▸ **Exercise goal**: Return, word for word, every line that follows.

▸ **Collection entries**:
=-=-=-=-=
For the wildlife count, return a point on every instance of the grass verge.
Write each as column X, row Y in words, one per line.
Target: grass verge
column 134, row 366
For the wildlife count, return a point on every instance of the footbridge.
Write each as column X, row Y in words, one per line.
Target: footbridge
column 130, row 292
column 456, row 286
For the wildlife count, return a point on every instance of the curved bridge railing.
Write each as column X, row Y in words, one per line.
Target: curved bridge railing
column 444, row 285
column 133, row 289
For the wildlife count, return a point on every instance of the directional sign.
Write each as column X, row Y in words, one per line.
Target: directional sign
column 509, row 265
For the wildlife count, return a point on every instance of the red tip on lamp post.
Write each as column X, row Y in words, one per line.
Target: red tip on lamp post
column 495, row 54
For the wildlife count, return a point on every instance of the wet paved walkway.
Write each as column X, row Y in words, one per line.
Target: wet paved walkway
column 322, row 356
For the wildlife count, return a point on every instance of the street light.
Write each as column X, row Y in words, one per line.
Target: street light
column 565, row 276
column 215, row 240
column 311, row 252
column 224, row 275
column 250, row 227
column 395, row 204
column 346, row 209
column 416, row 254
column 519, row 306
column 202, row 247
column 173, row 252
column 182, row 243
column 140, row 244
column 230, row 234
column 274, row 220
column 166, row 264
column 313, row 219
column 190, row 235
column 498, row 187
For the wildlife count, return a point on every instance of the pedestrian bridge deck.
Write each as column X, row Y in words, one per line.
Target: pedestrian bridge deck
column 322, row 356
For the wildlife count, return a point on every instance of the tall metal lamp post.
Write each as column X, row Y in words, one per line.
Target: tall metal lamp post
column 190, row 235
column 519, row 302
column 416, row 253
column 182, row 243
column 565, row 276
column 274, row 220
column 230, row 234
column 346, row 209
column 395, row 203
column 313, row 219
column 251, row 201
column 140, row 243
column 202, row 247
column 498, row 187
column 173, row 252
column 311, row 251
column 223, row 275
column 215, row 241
=-=-=-=-=
▸ **Written solution**:
For the wildlife count, return a point on every instance of the grass verge.
Write each as column X, row Y in words, one per line.
Target: grass verge
column 134, row 366
For the wildlife count, return a point on every instance of the footbridge.
Write each as column X, row Y in words, one per line.
Target: footbridge
column 130, row 292
column 456, row 286
For the wildlife count, return a point on every instance of the curved bridge railing.
Write each as column X, row Y in words, one per line.
Target: curved bridge railing
column 444, row 285
column 133, row 289
For the wildlife count, return a point on every instance of the directional sign.
Write each as column X, row Y in words, one per line.
Target: directional sign
column 509, row 265
For the wildlife count, return a point on every instance of the red tip on lamp post.
Write each as column X, row Y in words, one per line.
Target: red tip on lamp post
column 495, row 54
For the wildlife count, return a point on every instance of the wet paved walkway.
Write each as column X, row Y in words, one per line.
Target: wet paved walkway
column 322, row 356
For the wildlife count, return a point on every instance of the street light.
Write each as column X, row Y in words, one per line.
Target: street light
column 565, row 276
column 215, row 240
column 311, row 252
column 224, row 275
column 250, row 227
column 395, row 204
column 346, row 209
column 416, row 254
column 519, row 306
column 202, row 247
column 173, row 252
column 182, row 243
column 140, row 244
column 230, row 234
column 274, row 220
column 166, row 264
column 313, row 219
column 190, row 235
column 498, row 187
For the wildlife count, return a point on every instance of the pedestrian bridge deck.
Write each as column X, row Y in words, one per line.
Target: pedestrian bridge deck
column 322, row 356
For the wildlife count, return a point on every instance of the tall metal lamp post.
Write each as column X, row Y in words, one per line.
Target: tall metal lamp post
column 190, row 235
column 519, row 302
column 416, row 253
column 182, row 243
column 565, row 276
column 274, row 220
column 230, row 234
column 346, row 209
column 395, row 203
column 313, row 219
column 251, row 201
column 140, row 243
column 202, row 247
column 498, row 187
column 173, row 252
column 311, row 251
column 223, row 275
column 215, row 241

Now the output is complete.